### Source extract
Tuesday, April 30, 2013


Our world must be a lonely place, because we use so many telephones to keep in touch. In America there are 311 million people and 330 million cell phones. Russia has 143 million people, but they have over 224 million cell phones! China has over a billion cell phones in use. 

Who is using all those phones? And with so much communication, why do we still feel so lonely? Even more importantly, why do we not communicate better?

Jesus said, "He who has ears to hear, let him hear."(Matthew 11:15)  That's a way of saying we should work hard to listen and understand what He is telling us. It is His way of telling us to look behind the words we hear to the real meaning of what is said.

We live in a sea of words, and that sea is too often stormy. Politicians spar with words crafted to influence voters. Preachers try to persuade us with new ideas about the Bible. Adults teach the young, and youth tune them out with headphones. We all have ears, but we're not always using them to hear.

Jesus' brother James wrote, "Let every person be quick to hear, slow to speak and slow to anger." (James 1:19) Good communication involves both hearing and listening. Most people with good ears can hear, but listening requires discernment, wisdom and the interest to find out what is being said. 

Many families suffer from poor listening. Companies have problems when workers are poor listeners. Nations require diplomats to filter words and messages spoken by leaders. Leaders may manipulate people with specially crafted messages.

Jesus wants us to become active listeners. The Rabbi of Nazareth was as good a listener as ever walked the earth. He knows our hearts and hears our cries as we try to listen with ears often plugged by sin. 

Do you have good hearing? Do you use your mind to help you listen? Today, try to listen carefully to others and also to yourself, and may God bless your conversations.

Lord, help me listen today to what others say, and help me speak clearly. Amen.

Wednesday, April 24, 2013


All of us have times in life when we doubt our worth. Difficulty at work, health problems, a shaky relationship or nasty world events may leave us feeling inconsequential or of little value. We may feel like a friend who jokingly told me, "I'm so low you could buy me for a dime and have eleven cents change." But when we are at our lowest, God has ways of showing us His love and our true worth.

Last fall I saw a true television story about a man who had lost a leg in an auto accident and was barely able to make it on his disability pay. His few possessions included a box from his parents containing an old blanket. One day while watching a television program about valuable household items, he saw an old Indian blanket appraised at over $100,000. His old family blanket resembled the one on TV, so he had it appraised.

### Written request 1
In the devotional text above, how many cell phones does Russia have?
### Written request 2
Translate this sentence from the devotional text above into Spanish: "We all have ears, but we're not always using them to hear."
### Written request 3
Pick up the devotional text above after its last sentence and write what comes next.

### Data shown
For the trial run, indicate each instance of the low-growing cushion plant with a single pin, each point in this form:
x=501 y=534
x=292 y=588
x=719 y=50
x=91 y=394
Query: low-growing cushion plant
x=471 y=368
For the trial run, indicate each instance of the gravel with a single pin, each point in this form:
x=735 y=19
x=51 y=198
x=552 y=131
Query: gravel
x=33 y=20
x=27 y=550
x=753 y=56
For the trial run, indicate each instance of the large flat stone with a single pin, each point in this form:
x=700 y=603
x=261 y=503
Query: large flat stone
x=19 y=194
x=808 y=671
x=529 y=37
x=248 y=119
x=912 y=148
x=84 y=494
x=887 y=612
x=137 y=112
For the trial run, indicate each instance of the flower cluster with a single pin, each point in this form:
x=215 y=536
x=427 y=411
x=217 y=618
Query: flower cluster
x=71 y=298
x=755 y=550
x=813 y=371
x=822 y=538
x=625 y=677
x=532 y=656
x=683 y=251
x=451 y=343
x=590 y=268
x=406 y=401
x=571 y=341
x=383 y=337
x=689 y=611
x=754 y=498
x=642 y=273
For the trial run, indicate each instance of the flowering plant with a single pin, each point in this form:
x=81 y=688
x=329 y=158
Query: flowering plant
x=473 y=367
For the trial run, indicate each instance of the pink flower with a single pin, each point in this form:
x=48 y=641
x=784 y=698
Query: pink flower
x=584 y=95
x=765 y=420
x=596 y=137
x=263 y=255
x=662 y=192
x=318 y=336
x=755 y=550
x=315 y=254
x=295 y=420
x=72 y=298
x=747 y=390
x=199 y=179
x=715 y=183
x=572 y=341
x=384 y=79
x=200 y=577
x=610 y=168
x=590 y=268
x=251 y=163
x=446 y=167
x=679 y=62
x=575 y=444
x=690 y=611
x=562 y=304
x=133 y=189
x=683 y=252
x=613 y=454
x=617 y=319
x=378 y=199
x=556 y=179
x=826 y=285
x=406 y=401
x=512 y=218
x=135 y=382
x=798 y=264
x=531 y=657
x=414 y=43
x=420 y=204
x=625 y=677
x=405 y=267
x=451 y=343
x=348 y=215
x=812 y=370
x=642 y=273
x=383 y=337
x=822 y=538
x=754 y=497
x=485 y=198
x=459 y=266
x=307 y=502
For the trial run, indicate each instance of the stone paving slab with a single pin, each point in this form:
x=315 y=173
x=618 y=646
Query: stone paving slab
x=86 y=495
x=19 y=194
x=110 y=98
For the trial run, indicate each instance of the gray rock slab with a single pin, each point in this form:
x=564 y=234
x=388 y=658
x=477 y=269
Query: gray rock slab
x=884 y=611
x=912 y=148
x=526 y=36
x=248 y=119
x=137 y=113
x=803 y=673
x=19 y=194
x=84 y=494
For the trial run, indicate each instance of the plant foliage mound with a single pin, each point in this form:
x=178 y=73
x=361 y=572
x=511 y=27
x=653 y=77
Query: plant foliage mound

### Task result 1
Over 224 million.

### Task result 2
Todos tenemos oídos, pero no siempre los usamos para oír.

### Task result 3
It was a Navajo "chief's blanket" of high quality woven during the mid-1800s. "It may be worth a hundred fifty thousand dollars or more," the shocked young man was told. After further appraisal, his blanket was sold at auction and brought him $1.5 million dollars! He thought it was just an old blanket, but it was worth a fortune.

You and I are worth more than a fortune to our Heavenly Father, and our worth is not determined by how much we have or how we feel. It is determined by God's love for us, the Creator who has given us life. Our Heavenly Father showed us our true worth in that He gave us His only Son Jesus to forgive us our sins and grant us eternal life.

Jesus once told His disciples, "Look at the birds of the air; they neither sow nor reap nor gather into barns, and yet your heavenly Father feeds them. Are you not of more value than they?" (Matthew 6:26)

If God cares about something as small as a common sparrow, does He not far more care for us, His highest and most uncommon creation of the universe?

"Seek first the Kingdom of God and His righteousness and all the rest will be yours as well." (Matthew 6:33)

Thursday, April 18, 2013


As I write this on "Tax Day," I have been watching the news about the senseless harm done to dozens of victims at the Boston Marathon today. I wish I could say this kind of tragedy is rare, but I believe events like this will probably increase. This kind of message is not what I had planned to send today, but I believe it is a somber reality. 
A few weeks ago I said in a sermon at Risen Savior, Sun Lakes, "The worst is not behind us – it is yet to come." It seems our world is speeding towards a crash we are unable to head off. It may be part of something the Bible has spoken of which has been called, "Satan's Little Season." It's a time of the rapid spread of evil as the calendar moves ever closer to Judgment Day.

Even as the Christian Church is gaining more members worldwide, the Evil One is moving others farther away from God. Because of this, we will undoubtedly see more senseless disasters in the future. We can only pray God will keep His people faithful to Jesus Christ in the coming years. 

Last week I asked people if they believed the Bible on their electronic device was still the Word of God. All respondents said it was, and I agree. Many said how wonderful it was to have the Bible so close at hand as they worked and traveled. 

I, too, give thanks to God that we have His Word in so many forms and so easily accessible at all times. I pray we also will read His Word and believe its message that Jesus is God's Son and our Savior. The Bible is the most important "app" we can have, because its message is life-changing and eternal.

May God have mercy on us as we move into a very uncertain future.

"In all your ways, acknowledge Him, and He will make straight your paths." (Proverbs 3:6)

Monday, April 8, 2013


"Christ is risen!" Yes, we can still say this with joy!
I want to say thanks to the four dozen people who took time to share their responses to my question of last week, "What did you think of The Bible?" I was speaking of the History Channel's five-part miniseries that finished on Easter Sunday. Although most sent a few brief sentences, some responses were quite detailed. Thanks to you all!
General summary of the 48 comments received:
1) It was an insightful, fresh approach to help us understand the Bible.
2) It helped us see the reality of the biblical history.
3) It may help some people see the truth of the Bible and Jesus as our Savior.
4) The actors were well chosen for the parts.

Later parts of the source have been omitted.